* **DIRECTION**: Reproduce the entries below word for word, starting at their very first line and stopping after the line that contains "71L200 69L181 69L173". Omit the pictures from your reply.

* **EXERCISE INPUTS**:
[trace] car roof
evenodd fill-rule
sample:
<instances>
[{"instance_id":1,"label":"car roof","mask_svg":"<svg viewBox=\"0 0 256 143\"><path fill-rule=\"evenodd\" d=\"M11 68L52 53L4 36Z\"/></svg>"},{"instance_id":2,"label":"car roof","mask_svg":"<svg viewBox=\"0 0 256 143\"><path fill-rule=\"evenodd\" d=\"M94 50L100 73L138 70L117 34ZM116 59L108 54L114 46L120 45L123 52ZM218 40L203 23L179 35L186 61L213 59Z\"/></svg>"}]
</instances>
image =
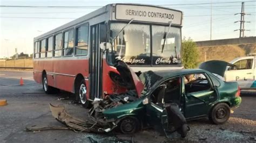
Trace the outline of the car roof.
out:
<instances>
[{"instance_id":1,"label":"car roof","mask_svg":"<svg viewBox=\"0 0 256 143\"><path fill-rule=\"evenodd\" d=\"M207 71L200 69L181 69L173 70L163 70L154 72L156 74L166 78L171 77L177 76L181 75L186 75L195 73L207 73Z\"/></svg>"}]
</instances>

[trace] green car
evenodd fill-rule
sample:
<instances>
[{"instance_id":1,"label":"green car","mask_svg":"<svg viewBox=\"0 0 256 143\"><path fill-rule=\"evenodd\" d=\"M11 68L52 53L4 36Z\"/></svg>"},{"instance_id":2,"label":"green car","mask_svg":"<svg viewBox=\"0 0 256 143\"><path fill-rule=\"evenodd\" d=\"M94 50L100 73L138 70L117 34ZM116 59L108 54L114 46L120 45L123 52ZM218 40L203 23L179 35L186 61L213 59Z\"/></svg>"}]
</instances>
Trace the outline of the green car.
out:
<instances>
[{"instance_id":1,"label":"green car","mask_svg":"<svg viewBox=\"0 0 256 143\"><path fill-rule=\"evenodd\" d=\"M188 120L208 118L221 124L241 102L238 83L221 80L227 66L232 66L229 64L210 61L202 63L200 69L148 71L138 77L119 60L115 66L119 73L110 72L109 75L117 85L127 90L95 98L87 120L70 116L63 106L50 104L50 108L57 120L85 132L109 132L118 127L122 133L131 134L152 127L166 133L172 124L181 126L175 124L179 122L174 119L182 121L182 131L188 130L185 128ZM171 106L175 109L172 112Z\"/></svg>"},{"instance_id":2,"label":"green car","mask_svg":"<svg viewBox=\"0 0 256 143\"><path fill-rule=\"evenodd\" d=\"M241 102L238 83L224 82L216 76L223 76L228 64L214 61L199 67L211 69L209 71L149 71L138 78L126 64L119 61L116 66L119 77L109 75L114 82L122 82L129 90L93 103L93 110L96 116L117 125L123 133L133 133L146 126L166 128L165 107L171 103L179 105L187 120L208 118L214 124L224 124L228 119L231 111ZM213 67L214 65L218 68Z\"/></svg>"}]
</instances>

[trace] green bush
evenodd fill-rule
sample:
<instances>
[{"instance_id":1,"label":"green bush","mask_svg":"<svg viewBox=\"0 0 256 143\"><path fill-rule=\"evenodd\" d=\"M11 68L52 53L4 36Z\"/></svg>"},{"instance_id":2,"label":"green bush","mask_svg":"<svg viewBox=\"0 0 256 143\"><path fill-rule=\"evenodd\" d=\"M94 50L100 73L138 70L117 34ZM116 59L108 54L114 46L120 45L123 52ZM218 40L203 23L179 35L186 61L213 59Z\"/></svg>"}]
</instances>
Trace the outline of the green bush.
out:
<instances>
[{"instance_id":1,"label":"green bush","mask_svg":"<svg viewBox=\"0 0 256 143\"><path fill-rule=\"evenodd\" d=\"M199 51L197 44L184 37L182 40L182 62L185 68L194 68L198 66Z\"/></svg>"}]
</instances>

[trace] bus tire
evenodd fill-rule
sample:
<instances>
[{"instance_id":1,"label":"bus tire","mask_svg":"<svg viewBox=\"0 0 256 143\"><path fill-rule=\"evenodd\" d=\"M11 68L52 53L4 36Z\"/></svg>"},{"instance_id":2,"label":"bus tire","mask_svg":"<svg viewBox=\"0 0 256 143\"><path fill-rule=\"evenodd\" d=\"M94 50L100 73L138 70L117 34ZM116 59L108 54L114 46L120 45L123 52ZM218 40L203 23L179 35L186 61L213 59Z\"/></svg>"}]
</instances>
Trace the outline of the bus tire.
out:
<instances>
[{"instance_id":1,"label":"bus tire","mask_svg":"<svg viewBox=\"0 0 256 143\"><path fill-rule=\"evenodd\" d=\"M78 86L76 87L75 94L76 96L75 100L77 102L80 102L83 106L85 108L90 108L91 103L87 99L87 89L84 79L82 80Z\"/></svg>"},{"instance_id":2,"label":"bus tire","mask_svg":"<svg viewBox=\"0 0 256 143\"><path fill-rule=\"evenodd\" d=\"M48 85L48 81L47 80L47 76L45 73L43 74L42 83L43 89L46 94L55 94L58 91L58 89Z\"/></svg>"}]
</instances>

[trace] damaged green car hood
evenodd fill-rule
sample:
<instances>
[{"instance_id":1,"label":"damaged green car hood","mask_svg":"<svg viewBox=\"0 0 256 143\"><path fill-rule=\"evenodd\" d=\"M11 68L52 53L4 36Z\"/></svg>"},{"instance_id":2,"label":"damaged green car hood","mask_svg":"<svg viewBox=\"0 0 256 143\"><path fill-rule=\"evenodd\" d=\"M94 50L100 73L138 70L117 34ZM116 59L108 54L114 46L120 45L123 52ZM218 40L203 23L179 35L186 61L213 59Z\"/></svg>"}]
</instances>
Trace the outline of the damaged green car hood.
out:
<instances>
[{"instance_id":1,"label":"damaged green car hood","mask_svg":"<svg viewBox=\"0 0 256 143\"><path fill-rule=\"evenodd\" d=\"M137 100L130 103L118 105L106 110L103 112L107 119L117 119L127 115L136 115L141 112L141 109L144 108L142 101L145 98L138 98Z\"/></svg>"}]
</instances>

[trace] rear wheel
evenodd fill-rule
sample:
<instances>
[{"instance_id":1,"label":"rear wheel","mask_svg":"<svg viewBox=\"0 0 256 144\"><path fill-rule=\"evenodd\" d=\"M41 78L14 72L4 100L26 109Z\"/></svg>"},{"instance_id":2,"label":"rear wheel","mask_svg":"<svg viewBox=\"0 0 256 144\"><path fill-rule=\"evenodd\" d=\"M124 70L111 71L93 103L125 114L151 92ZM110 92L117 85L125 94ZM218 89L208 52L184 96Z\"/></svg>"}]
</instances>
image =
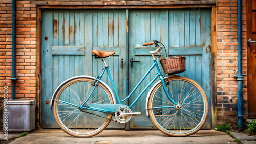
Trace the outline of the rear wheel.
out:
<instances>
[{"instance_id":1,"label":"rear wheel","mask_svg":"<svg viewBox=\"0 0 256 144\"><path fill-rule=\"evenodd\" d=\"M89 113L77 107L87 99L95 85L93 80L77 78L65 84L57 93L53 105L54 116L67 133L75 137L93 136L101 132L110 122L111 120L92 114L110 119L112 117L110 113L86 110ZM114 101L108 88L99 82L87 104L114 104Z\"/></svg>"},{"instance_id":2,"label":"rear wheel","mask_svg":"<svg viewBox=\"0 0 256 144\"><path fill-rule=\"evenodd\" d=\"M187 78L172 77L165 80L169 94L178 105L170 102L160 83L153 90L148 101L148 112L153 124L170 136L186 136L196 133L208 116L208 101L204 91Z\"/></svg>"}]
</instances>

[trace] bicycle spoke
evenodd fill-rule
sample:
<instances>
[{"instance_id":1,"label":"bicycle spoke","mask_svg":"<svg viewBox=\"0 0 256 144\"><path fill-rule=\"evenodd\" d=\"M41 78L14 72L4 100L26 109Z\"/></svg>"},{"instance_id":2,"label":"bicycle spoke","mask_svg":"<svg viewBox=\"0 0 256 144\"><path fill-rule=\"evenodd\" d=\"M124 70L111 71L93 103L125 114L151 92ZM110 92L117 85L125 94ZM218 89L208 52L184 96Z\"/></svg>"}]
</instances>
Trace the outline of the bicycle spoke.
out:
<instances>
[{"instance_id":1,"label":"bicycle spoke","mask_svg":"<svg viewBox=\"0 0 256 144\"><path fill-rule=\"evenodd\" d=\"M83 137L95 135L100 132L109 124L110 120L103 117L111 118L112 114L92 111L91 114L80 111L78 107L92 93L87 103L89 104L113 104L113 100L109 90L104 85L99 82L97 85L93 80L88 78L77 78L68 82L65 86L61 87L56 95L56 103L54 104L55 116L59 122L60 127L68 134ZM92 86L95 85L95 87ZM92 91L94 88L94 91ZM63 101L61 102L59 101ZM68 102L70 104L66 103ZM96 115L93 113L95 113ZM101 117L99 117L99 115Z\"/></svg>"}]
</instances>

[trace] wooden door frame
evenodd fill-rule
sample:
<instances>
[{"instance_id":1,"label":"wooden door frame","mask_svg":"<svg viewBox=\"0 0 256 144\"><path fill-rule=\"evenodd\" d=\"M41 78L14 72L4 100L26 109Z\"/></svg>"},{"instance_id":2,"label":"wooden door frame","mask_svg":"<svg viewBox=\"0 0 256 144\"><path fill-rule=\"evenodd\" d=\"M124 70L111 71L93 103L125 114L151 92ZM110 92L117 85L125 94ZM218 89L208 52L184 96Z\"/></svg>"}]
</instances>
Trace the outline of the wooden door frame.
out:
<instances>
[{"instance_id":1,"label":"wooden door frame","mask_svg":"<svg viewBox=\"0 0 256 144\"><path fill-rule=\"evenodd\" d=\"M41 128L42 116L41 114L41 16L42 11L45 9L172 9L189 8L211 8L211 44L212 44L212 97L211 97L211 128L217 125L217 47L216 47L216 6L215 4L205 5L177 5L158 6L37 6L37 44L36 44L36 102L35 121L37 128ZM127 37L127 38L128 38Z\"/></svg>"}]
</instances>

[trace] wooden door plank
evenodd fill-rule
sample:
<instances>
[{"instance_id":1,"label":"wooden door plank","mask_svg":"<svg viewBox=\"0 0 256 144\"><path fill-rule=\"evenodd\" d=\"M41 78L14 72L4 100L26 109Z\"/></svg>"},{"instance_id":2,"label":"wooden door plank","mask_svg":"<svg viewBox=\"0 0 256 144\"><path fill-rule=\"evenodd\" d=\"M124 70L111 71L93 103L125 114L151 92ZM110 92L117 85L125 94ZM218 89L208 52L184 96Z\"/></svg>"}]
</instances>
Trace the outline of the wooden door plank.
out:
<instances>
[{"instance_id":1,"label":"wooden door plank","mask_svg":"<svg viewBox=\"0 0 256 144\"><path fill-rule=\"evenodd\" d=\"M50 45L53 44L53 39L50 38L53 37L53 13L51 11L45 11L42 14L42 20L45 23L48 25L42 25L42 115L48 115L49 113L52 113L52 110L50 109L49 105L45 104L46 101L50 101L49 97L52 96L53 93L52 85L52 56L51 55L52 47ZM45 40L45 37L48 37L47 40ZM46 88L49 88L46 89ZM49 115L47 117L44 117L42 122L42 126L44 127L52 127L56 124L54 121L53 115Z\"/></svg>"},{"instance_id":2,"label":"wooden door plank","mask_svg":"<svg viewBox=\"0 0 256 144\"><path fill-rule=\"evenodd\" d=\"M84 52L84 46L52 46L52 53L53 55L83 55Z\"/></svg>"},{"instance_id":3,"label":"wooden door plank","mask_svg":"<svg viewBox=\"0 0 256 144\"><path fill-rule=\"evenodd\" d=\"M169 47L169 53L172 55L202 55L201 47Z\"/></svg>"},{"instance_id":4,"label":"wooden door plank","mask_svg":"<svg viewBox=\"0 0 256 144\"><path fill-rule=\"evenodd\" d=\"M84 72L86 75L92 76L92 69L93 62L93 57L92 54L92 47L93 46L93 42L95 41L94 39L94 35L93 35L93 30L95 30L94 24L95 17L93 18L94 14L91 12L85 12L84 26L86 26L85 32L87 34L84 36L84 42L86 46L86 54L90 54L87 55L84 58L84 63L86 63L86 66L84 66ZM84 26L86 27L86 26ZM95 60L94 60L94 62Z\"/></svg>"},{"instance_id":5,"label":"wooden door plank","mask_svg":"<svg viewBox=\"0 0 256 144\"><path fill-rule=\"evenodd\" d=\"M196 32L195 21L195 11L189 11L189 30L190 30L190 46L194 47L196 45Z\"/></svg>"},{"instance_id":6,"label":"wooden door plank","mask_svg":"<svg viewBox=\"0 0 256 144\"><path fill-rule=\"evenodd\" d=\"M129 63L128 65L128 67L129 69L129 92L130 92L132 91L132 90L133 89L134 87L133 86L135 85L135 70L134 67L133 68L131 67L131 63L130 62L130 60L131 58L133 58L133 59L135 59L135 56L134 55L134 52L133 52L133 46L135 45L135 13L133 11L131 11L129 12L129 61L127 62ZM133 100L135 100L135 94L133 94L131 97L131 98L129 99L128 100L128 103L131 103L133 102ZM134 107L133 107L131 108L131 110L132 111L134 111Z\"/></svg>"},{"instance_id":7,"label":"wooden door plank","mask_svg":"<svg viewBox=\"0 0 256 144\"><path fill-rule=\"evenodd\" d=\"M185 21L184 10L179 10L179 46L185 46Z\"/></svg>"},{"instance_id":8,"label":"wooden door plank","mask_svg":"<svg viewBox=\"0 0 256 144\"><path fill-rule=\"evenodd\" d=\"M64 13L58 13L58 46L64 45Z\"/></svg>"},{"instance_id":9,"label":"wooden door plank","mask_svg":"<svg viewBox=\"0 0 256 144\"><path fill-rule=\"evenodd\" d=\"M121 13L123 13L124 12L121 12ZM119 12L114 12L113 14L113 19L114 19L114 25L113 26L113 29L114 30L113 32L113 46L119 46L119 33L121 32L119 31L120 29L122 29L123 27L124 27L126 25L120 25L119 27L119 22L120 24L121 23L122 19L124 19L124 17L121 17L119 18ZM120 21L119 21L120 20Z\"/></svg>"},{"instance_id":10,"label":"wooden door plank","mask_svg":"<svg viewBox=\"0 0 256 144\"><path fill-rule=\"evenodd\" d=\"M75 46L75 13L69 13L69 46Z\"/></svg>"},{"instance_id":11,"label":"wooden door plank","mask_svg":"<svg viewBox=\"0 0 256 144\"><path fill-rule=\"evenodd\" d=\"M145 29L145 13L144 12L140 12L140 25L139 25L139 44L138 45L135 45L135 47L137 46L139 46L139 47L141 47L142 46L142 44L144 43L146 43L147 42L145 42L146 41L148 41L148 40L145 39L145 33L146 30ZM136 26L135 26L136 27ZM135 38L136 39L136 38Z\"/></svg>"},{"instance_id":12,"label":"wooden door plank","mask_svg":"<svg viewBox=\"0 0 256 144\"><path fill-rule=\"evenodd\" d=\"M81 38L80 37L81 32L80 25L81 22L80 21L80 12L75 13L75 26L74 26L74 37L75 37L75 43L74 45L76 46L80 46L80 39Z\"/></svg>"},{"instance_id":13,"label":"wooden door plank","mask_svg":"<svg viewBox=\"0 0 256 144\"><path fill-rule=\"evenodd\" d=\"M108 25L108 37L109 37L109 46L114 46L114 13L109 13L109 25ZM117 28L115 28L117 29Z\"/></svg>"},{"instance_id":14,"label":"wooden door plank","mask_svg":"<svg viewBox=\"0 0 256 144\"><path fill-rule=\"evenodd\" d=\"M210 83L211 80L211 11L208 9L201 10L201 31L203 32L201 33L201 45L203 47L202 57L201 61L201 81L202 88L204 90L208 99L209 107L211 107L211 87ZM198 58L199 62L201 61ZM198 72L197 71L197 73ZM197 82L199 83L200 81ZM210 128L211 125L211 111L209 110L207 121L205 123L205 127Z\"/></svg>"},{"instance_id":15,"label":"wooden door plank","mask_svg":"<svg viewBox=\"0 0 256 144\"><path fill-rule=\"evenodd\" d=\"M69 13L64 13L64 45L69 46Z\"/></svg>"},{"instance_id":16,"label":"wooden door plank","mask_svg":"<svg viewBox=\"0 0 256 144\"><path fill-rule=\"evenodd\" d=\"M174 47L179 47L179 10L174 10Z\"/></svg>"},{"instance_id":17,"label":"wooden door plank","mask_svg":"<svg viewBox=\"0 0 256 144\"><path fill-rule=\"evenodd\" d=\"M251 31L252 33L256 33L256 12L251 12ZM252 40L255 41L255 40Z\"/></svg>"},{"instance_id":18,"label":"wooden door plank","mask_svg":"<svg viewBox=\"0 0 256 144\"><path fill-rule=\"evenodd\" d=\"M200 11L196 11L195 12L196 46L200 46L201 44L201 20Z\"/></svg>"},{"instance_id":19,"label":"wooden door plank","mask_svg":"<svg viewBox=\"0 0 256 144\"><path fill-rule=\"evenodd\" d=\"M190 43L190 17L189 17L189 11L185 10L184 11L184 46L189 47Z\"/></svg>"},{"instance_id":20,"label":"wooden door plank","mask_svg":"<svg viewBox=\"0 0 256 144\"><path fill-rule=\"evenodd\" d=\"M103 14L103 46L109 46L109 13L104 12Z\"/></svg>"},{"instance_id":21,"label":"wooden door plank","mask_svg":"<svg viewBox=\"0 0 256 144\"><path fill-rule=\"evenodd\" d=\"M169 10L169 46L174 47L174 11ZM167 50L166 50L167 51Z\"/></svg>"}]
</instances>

* **TASK SOLUTION**:
[trace] car roof
evenodd fill-rule
sample:
<instances>
[{"instance_id":1,"label":"car roof","mask_svg":"<svg viewBox=\"0 0 256 143\"><path fill-rule=\"evenodd\" d=\"M11 68L52 53L4 36Z\"/></svg>"},{"instance_id":2,"label":"car roof","mask_svg":"<svg viewBox=\"0 0 256 143\"><path fill-rule=\"evenodd\" d=\"M94 50L100 73L138 70L117 34ZM116 59L108 54L114 46L120 45L123 52ZM218 40L203 23L179 35L186 61L213 59Z\"/></svg>"}]
</instances>
image =
Trace the outline of the car roof.
out:
<instances>
[{"instance_id":1,"label":"car roof","mask_svg":"<svg viewBox=\"0 0 256 143\"><path fill-rule=\"evenodd\" d=\"M207 71L200 69L181 69L173 70L163 70L154 72L156 74L166 78L171 77L177 76L181 75L186 75L195 73L207 73Z\"/></svg>"}]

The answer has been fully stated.